__Problem description__: Copy all of the items below line for line, changing nothing.

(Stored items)
** Begin **
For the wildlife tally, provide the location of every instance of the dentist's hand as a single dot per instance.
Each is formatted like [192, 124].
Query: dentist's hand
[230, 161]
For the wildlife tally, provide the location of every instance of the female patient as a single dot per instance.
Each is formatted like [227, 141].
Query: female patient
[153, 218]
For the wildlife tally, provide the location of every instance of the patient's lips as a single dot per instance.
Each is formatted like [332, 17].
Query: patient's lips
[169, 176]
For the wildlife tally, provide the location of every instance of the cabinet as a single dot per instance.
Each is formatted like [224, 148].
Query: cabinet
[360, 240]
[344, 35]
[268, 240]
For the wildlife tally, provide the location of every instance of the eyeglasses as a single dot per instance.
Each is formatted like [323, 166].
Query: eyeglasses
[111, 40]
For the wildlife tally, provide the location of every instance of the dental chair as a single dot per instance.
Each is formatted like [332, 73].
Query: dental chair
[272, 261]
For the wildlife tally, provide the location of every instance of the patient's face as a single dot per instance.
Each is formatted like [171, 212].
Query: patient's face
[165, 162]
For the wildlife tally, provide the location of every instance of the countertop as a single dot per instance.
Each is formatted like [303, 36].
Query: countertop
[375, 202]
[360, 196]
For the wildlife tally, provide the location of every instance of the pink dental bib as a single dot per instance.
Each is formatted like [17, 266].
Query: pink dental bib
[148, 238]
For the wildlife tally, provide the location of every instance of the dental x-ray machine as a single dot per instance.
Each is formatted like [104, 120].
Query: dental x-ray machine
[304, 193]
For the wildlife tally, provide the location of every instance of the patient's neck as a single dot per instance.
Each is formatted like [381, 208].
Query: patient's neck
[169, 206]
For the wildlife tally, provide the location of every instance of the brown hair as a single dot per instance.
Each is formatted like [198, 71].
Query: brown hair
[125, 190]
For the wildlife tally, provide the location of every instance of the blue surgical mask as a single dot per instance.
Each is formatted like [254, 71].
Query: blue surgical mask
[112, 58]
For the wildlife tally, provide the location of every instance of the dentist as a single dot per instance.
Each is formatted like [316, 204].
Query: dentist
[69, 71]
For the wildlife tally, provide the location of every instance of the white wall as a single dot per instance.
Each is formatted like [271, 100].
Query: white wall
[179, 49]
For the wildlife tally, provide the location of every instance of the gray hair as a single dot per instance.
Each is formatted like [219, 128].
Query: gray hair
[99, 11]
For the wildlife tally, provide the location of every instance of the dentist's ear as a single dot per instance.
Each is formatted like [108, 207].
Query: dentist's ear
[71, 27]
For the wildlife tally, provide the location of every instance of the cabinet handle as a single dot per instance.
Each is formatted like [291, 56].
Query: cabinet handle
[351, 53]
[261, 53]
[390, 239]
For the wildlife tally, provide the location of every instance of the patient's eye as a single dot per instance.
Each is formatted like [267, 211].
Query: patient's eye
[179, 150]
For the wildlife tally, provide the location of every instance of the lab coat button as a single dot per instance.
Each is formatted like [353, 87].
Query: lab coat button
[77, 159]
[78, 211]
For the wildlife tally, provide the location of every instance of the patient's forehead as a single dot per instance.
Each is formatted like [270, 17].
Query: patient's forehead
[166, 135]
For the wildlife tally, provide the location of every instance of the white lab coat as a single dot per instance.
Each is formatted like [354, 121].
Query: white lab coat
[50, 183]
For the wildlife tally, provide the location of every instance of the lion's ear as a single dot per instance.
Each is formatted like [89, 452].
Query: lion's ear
** End **
__Final answer__:
For the wildlife tally, provide the location of every instance of the dentist's hand as a single dot per instance.
Each is formatted like [192, 124].
Query: dentist's hand
[230, 161]
For the wildlife tally, provide the location of every instance of the female patient as a single dot per instance.
Each is formatted like [227, 141].
Query: female patient
[153, 218]
For the wildlife tally, provide the location of every instance of the patient's lips as a single dot per instance.
Each is formatted like [332, 17].
Query: patient's lips
[169, 176]
For the wildlife tally, provide the location of every instance of the cabinet as a single dot per instance.
Each is formatted like [224, 148].
Query: cabinet
[360, 240]
[344, 35]
[268, 240]
For the wildlife tally, provide the location of every instance of the eyeglasses as a single dot per instance.
Each is formatted like [323, 166].
Query: eyeglasses
[111, 40]
For the wildlife tally, provide the location of every instance of the dental chair as a single dot per instance.
Each is formatted like [332, 73].
Query: dental chair
[272, 261]
For the wildlife tally, provide the location of every instance of the patient's face as a single dot per instance.
Each is formatted like [171, 212].
Query: patient's face
[165, 162]
For the wildlife tally, provide the location of every instance of the countertop as a single dot per instance.
Each is formatted like [303, 36].
Query: countertop
[375, 202]
[360, 196]
For the wildlife tally, provide the location of every instance of the pink dental bib as a single dot per instance.
Each is formatted like [17, 266].
Query: pink dental bib
[148, 238]
For the wildlife tally, provide the location of every instance of the dental x-ray machine as a single dot per instance.
Each is formatted like [104, 120].
Query: dental x-ray machine
[304, 193]
For the wildlife tally, provide the location of every instance of the patient's neck as a single dot per instance.
Each is formatted like [381, 208].
Query: patient's neck
[169, 206]
For the wildlife tally, provide the location of every instance of the brown hair as a single dot per instance.
Each is formatted like [198, 71].
Query: brown hair
[125, 190]
For the wildlife tally, provide the location of every instance of the blue surgical mask as a single dot per instance.
Each is formatted like [254, 71].
Query: blue surgical mask
[112, 58]
For the wildlife tally, provide the location of every instance of the dentist as a single dot per instance.
Each is formatted like [316, 204].
Query: dentist
[69, 71]
For the wildlife tally, provide the location of every instance of the white wall as a single dot per instance.
Each is formatted like [271, 100].
Query: white wall
[179, 49]
For the wildlife tally, provide the location of every instance of the gray hair as a single dot per instance.
Each is formatted like [219, 128].
Query: gray hair
[99, 11]
For the wildlife tally, provide the location of every instance of the dentist's ear as a single dot per instance.
Each is formatted like [108, 207].
Query: dentist's ear
[71, 27]
For the wildlife tally, provide the location of every instance of the cabinet handle as a single dot per instance.
Each is formatted like [291, 56].
Query: cabinet handle
[351, 53]
[261, 53]
[390, 239]
For the wildlife tally, provide the location of every instance of the patient's eye as a single dot per instance.
Each is formatted like [267, 211].
Query: patient's eye
[179, 150]
For the wildlife tally, provide the location of every instance of the lab coat button as a single dot per instance.
Each is formatted like [353, 87].
Query: lab coat button
[77, 159]
[78, 211]
For the wildlife tally, provide the location of every instance of the patient's forehead as a single dot per instance.
Each is formatted like [270, 17].
Query: patient's forehead
[166, 135]
For the wildlife tally, provide the location of every instance of the white lab coat as a single dot per instance.
Each is formatted like [354, 121].
Query: white lab coat
[50, 183]
For the wildlife tally, provide the location of every instance of the lion's ear as a single dot per instance.
Each is formatted like [89, 452].
Query: lion's ear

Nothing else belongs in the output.